Segment Start: Records
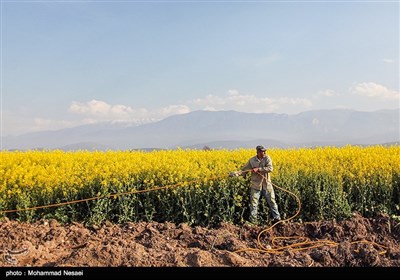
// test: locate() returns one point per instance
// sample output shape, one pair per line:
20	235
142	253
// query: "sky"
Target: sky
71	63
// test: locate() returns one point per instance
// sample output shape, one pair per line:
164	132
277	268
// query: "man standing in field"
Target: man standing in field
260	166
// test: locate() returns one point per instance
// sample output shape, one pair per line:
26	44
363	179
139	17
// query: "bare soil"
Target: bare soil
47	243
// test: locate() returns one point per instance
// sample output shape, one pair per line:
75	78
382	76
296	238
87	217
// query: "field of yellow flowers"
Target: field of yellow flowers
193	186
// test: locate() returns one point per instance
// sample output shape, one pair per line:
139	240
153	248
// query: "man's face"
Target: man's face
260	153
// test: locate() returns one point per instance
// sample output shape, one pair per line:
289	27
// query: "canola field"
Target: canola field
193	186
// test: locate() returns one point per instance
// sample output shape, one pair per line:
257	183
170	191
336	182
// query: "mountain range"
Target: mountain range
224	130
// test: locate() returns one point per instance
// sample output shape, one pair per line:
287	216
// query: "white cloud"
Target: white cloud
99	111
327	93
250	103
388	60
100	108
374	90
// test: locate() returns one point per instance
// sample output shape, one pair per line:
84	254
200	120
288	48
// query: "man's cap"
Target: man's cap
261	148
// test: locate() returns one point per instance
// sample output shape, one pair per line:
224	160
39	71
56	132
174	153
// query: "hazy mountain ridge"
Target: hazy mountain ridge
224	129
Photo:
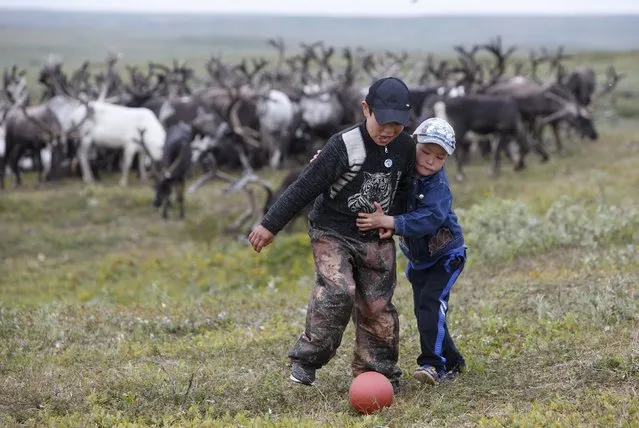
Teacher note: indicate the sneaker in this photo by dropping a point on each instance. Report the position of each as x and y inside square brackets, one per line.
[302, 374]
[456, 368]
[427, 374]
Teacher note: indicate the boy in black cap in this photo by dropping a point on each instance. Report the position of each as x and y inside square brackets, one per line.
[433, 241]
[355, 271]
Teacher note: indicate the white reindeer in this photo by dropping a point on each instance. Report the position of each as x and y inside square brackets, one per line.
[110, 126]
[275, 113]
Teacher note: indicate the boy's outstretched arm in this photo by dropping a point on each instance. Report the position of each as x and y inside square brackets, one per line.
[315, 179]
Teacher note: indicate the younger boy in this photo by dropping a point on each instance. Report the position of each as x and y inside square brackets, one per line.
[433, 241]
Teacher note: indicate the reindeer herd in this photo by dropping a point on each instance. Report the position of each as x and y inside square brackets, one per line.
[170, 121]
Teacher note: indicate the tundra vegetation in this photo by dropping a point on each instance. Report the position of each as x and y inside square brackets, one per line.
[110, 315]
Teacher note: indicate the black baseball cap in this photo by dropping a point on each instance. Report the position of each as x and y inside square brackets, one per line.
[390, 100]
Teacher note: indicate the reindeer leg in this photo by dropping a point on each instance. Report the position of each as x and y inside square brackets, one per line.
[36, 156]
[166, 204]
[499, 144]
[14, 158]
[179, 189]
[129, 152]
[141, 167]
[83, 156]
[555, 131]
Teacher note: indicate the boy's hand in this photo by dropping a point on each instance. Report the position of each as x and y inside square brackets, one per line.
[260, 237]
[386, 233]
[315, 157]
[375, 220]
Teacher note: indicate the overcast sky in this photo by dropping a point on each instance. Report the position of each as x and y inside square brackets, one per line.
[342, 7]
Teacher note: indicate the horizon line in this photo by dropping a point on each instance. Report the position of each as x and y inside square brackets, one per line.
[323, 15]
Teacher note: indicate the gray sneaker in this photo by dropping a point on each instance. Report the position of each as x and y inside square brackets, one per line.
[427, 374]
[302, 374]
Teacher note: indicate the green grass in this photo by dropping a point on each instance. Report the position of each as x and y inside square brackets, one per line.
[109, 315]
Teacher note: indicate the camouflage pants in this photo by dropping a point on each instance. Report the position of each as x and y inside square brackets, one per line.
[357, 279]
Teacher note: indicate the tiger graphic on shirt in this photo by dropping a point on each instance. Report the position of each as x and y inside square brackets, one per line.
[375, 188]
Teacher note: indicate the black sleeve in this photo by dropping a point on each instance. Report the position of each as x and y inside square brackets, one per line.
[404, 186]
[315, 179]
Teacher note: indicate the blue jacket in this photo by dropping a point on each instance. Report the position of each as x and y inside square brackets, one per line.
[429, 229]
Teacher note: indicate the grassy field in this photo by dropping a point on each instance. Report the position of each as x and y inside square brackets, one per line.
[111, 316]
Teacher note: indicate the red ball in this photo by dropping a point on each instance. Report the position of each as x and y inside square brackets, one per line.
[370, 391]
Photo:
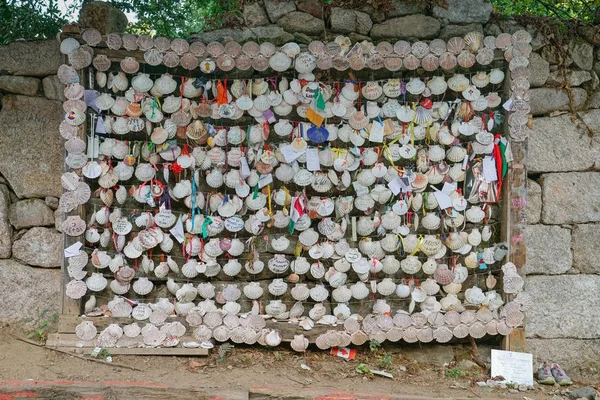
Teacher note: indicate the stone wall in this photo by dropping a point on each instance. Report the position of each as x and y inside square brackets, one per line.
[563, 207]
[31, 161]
Segment End: Records
== Work item ==
Transcribe the data exactly and leave no picture in the copy.

== Result for this task ==
// test: locate() returns one point per instance
// sample output shape, one pair per line:
20	235
142	253
// query: "sky"
Target: sky
71	63
// test: locate() returns one point per instance
// sample output shape, one pair per line:
164	132
277	268
// query: "man standing in field"
Target: man standing in field
260	166
// test: locate() returns one point per instance
// sample output shape, one pair per line:
26	44
363	179
139	17
// query: "bare soil"
Target: bare soil
47	243
// test: locate() returns one point per instance
// sample output shape, one pair per line:
75	78
382	76
296	238
87	217
// query: "field of yellow flowers"
Target: field of yellow flowers
193	186
// test: locate() returns one point per instance
// sample output shape, one pair per line:
139	240
153	248
// query: "man's face"
Target: man's face
260	153
// test: locate() returns one point per instance
// sample output shape, one pair per line:
289	27
// query: "canola field"
Target: canola field
193	186
// test: locate() returns one point per instance
// sample output shape, one pair per line:
257	183
170	191
336	182
// query: "mountain range"
Target: mountain range
224	130
// test: locate() returns one point per instance
// sample output shape, one pair per line:
287	216
// query: "white cloud"
Target: white cloud
99	111
327	93
250	103
388	60
100	108
374	90
// test: locate() returns one point per instance
// sample output shape, one pair per line:
84	254
200	120
288	48
// query: "man's cap"
Target: man's cap
261	148
// test: locate() returns one point per instance
// sample output shape, one pair per line:
224	160
39	71
56	132
174	153
// query: "hazy mountain ridge"
Target: hazy mountain ridge
224	129
Photo:
Teacher note: indicate the sneaker in this photo by dropping a point on each instance. Report the position of each as x and y inside square brackets, one per line.
[302, 374]
[456, 368]
[427, 374]
Teacher note: indicate the boy in black cap in this photo by dropping a point on each instance. Report the position of each as x and y inside square brackets, one per line.
[433, 241]
[355, 271]
Teacher note: indicate the white reindeer in this photo by dropping a point on each instance. Report the position of each as x and y inside square brackets, one per line.
[110, 126]
[275, 113]
Teacher note: indicate the boy's outstretched arm in this photo by dropping a point on each instance. Report the position of each as x and y inside square brackets, one per line.
[315, 179]
Teacher note: indicate the younger boy in this photo by dropping a point on each instance. Report the position of each as x and y inside square brackets, one per line.
[433, 241]
Teacher note: indicate the reindeer herd in this photo by dropping a point on each instance. Report the position of each as x and y inside square brackets, one per line.
[170, 121]
Teacher note: indicate the tundra vegetation in this photo by dropping a point on each instance. Report the position of each as x and y inside square brackets, one per line.
[110, 315]
Teacher note: indicate the black baseball cap in this photo by dropping a point on each instance. Report the position of each as x and y inside square brackets, one per line.
[390, 100]
Teacher note: indicate the reindeer leg in this photo by dropping a point on each instance. Report the position of each as x and y inside square brackets, one per line.
[36, 156]
[166, 204]
[499, 144]
[14, 158]
[179, 189]
[129, 152]
[141, 167]
[83, 156]
[555, 131]
Teacher note: indicate the boy's hand in this photo by dropping a point on each instance. Report the position of each as x and y inside square brackets, one per line.
[260, 237]
[386, 233]
[315, 157]
[375, 220]
Teacher note: indicate the overcast sky in this photo by dropping a point on each instance. Report the position of each as x and y inside square brackets, one per line.
[342, 7]
Teacher note: indicate the horizon line in this photo by dropping a point on each instance. Report the position of each as x and y inside square brackets, one per line.
[323, 15]
Teacher note: indicate the gray sneaker in this photo by dropping a point on each instance. Report the position of each as x and y inside square brackets, one per line.
[427, 374]
[302, 374]
Teacher note: indicate the green grass in this photo by dropping a point on each instance. Report the position of each as x and y inside square brackets, one per line.
[109, 315]
Teacher note: indicate the camouflage pants in this photo by dropping a point on each instance. Report the position of each as x and y inside square brackets, one per line.
[357, 279]
Teacher note: indicate the tiger graphic on shirt in this photo by dropping a point on each instance. Report the position of each as x and y inside square brackets, one per line.
[375, 188]
Teacher note: indicate the black sleeve in this photo by dropping a point on each instance. Report the position of each as x and y inside square brackets, one per line.
[404, 186]
[315, 179]
Teacher note: indicate the blue jacket in this photo by dropping a point on each instance. Report the position of each as x and y inside square brackets, one per line.
[429, 229]
Teacher note: indicate the grassy field in this photo by dropping a point on each instance. Report the position of each as x and y inside square brackets, one per line.
[111, 316]
Teacher note: indicate the red ball in this photo by dropping a point on each instance. Report the position of each as x and y inside square brackets, one per line.
[370, 391]
Photo:
Teacher note: indicate the stone wall in this photo by dropping a point on each instance. Report the position of each as x and y inside square brackets, one per line.
[563, 207]
[31, 161]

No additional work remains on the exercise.